##### DATASET RECORDS

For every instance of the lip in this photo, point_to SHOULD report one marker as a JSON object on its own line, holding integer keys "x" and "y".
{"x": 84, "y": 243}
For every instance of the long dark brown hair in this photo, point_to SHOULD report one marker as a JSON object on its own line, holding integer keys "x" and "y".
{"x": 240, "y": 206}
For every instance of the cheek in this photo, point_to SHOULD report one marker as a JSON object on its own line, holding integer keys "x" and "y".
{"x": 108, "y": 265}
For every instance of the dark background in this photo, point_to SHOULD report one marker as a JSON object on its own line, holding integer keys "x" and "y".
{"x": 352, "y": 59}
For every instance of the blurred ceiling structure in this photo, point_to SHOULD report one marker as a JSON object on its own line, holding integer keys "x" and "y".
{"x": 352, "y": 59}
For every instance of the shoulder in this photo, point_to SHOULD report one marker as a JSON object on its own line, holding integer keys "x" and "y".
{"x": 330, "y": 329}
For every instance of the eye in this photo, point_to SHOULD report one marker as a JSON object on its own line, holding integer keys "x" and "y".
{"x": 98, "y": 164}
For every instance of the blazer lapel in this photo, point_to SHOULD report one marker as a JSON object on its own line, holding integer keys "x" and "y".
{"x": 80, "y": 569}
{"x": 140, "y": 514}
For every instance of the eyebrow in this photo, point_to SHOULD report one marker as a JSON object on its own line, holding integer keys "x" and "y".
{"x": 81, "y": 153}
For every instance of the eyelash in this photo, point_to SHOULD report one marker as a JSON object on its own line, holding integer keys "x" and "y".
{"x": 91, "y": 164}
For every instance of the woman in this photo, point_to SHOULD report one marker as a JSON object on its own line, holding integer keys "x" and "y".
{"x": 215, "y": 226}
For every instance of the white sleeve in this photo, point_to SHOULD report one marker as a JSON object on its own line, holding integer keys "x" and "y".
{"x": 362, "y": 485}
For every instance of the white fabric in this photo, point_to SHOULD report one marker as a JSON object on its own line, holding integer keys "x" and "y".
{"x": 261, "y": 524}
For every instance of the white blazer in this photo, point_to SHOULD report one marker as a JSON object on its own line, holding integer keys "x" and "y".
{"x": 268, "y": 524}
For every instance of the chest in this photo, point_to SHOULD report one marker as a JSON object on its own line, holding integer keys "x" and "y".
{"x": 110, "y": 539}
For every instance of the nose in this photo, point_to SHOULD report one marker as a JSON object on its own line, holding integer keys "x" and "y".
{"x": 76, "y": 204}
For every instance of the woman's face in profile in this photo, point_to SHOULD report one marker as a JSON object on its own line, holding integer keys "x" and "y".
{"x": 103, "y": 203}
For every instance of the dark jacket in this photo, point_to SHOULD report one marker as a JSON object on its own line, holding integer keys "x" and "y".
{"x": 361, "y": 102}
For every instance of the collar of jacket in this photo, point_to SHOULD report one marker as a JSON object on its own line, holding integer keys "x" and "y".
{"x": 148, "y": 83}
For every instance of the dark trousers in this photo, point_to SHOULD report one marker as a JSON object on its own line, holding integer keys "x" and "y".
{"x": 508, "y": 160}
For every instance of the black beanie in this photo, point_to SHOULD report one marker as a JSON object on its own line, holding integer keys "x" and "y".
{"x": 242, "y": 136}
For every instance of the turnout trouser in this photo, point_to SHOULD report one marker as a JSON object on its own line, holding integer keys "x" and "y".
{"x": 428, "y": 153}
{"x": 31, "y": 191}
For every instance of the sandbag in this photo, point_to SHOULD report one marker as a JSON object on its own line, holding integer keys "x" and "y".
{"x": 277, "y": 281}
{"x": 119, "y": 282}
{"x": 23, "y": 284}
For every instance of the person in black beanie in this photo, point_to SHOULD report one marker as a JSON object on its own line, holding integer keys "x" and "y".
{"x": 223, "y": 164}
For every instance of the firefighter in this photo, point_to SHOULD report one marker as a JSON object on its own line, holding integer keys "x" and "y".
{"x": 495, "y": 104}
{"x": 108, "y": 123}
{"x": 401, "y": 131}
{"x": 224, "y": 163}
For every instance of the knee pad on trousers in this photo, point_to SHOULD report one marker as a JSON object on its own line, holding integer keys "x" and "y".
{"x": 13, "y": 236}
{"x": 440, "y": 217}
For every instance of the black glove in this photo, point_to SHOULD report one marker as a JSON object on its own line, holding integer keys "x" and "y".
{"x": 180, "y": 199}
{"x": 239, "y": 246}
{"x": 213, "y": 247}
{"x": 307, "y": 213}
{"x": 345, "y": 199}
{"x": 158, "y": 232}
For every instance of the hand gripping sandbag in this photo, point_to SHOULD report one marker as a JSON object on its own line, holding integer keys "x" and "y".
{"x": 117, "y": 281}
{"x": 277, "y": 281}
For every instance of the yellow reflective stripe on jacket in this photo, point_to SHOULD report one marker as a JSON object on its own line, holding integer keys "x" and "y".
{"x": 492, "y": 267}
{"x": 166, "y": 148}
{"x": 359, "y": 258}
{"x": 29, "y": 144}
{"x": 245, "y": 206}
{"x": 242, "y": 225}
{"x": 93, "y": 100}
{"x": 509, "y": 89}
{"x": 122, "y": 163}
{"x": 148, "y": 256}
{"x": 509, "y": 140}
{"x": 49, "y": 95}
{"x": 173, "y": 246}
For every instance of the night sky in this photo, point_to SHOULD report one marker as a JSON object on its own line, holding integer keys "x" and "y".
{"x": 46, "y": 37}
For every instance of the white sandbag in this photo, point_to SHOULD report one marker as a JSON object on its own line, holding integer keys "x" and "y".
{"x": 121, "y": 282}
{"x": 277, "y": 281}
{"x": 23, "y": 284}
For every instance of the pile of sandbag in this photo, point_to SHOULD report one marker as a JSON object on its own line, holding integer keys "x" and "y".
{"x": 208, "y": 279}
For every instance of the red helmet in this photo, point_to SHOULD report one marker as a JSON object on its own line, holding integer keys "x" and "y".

##########

● BRIEF
From the first line to the last, reproduce the data exactly.

● OUTPUT OF THE TASK
For every instance of the lip in this photo, point_to SHOULD report one marker as a JSON object on its own line, holding integer keys "x" and "y".
{"x": 84, "y": 243}
For every instance of the long dark brown hair in this photo, point_to SHOULD report one marker as a JSON object on its own line, holding integer keys "x" and "y".
{"x": 240, "y": 206}
For every instance of the cheek in this photo, point_to SHOULD report one marker as a JSON object on its own line, holding integer keys "x" and "y".
{"x": 108, "y": 265}
For every instance of the dark background in this photo, point_to SHOULD report one marker as a JSON object on its own line, holding integer keys "x" and "y".
{"x": 352, "y": 59}
For every instance of the blurred ceiling structure in this photo, point_to SHOULD report one marker as a JSON object on its own line, holding integer keys "x" and "y".
{"x": 352, "y": 59}
For every instance of the shoulder in this photo, point_to SHOULD report one marker as a JSON object on its own line, holding integer keys "x" and "y".
{"x": 330, "y": 329}
For every instance of the eye in this photo, point_to SHOULD report one marker as a JSON object on its own line, holding integer keys "x" and "y".
{"x": 98, "y": 164}
For every instance of the blazer lapel in this photo, point_to SHOULD report one marker as a JSON object on its own line, holding integer keys "x" and "y".
{"x": 80, "y": 569}
{"x": 140, "y": 514}
For every instance of the eyebrow in this photo, point_to SHOULD report one marker as a JSON object on its own line, holding integer keys "x" and "y".
{"x": 81, "y": 153}
For every instance of the eyelash in this photo, point_to SHOULD report one marker as a JSON object on its own line, holding integer keys "x" and "y".
{"x": 91, "y": 164}
For every instance of the woman in this photo, point_to SHOULD report one marker as a JSON object on its own line, holding integer keys "x" and "y".
{"x": 215, "y": 226}
For every instance of the white sleeve in this photo, point_to SHOULD report one marker as a JSON object on its own line, holding integer keys "x" and "y".
{"x": 362, "y": 485}
For every instance of the white fabric in this photo, point_to SHOULD report one marker as a JSON object on its own line, holding integer keys "x" and "y".
{"x": 261, "y": 524}
For every instance of the white blazer in this photo, point_to SHOULD report one marker as a JSON object on its own line, holding integer keys "x" and "y".
{"x": 268, "y": 524}
For every instance of the chest in this photo, point_to SHOULD report one marker as a JSON object on its own line, holding integer keys "x" and "y".
{"x": 110, "y": 539}
For every instance of the nose in this photo, point_to SHOULD report one marker as a JSON object on its own line, holding integer keys "x" and "y".
{"x": 76, "y": 204}
For every instance of the woman's face in profile in this photo, point_to SHOULD report one marker as a JSON object on its own line, holding integer keys "x" and "y".
{"x": 103, "y": 203}
For every instance of the dark jacket in this photo, point_to SHOULD report one marker as a JSON object on its own line, holding integer keys "x" and "y".
{"x": 361, "y": 102}
For every instance of the collar of jacket in this photo, point_to SHOULD report one marker as a JSON object on its own line, holding integer keys "x" and "y".
{"x": 148, "y": 83}
For every instance of the dark trousers in this photo, point_to SHOULD report one marker as a JSON object on its own line, holding integer keys "x" and "y".
{"x": 508, "y": 160}
For every instance of the black beanie in this photo, point_to SHOULD report one marker as a JSON object on its own line, holding integer keys "x" and "y".
{"x": 242, "y": 136}
For every instance of the turnout trouser in this photo, point_to SHOULD report one marker as a JSON object on its own line, holding integer keys "x" and "y".
{"x": 428, "y": 153}
{"x": 31, "y": 191}
For every instance of the sandbag in this photo, point_to SHOULD report one marker as a JSON object on its own line, holding integer keys "x" and "y".
{"x": 277, "y": 281}
{"x": 119, "y": 282}
{"x": 23, "y": 284}
For every instance of the person in black beanie in this photo, point_to SHOULD report one marker as a JSON object on its own line, holding integer keys "x" and "y".
{"x": 223, "y": 164}
For every instance of the firefighter in this photo, point_to SHOULD report one marker as a JSON object on its own line, holding integer keys "x" and "y".
{"x": 495, "y": 104}
{"x": 108, "y": 123}
{"x": 401, "y": 131}
{"x": 224, "y": 163}
For every instance of the knee pad on trousers in this photo, point_to SHOULD report one marker as a JSON object on its own line, holding integer keys "x" and "y".
{"x": 13, "y": 236}
{"x": 440, "y": 217}
For every instance of the black glove in this photo, point_to SHOULD report one marker as a JSON object on its own line, holding integer keys "x" and "y".
{"x": 180, "y": 199}
{"x": 239, "y": 246}
{"x": 213, "y": 247}
{"x": 307, "y": 213}
{"x": 345, "y": 199}
{"x": 158, "y": 232}
For every instance of the hand gripping sandbag in this photo, point_to SHOULD report one marker as a JSON object on its own line, holding integer keys "x" and "y".
{"x": 117, "y": 281}
{"x": 277, "y": 281}
For every instance of the yellow reflective stripe on jacket in this photo, point_to SHOULD report one marker as a JSON object on its own line, holding integer keys "x" and "y".
{"x": 492, "y": 267}
{"x": 166, "y": 148}
{"x": 359, "y": 258}
{"x": 29, "y": 144}
{"x": 245, "y": 206}
{"x": 242, "y": 225}
{"x": 93, "y": 100}
{"x": 509, "y": 89}
{"x": 122, "y": 163}
{"x": 148, "y": 256}
{"x": 509, "y": 140}
{"x": 49, "y": 95}
{"x": 173, "y": 246}
For every instance of the night sky in this photo, point_to SHOULD report one marker as a JSON object on its own line, holding integer keys "x" and "y".
{"x": 46, "y": 37}
For every instance of the white sandbag in this photo, point_to SHOULD report one marker as a JSON object on its own line, holding integer keys "x" and "y".
{"x": 121, "y": 282}
{"x": 277, "y": 281}
{"x": 23, "y": 284}
For every instance of the pile of sandbag in this photo, point_to SHOULD report one marker as a JSON object on its own line, holding integer keys "x" and "y".
{"x": 208, "y": 279}
For every instance of the red helmet in this photo, point_to SHOULD report one marker as a JSON object on its own line, holding integer keys "x" and "y".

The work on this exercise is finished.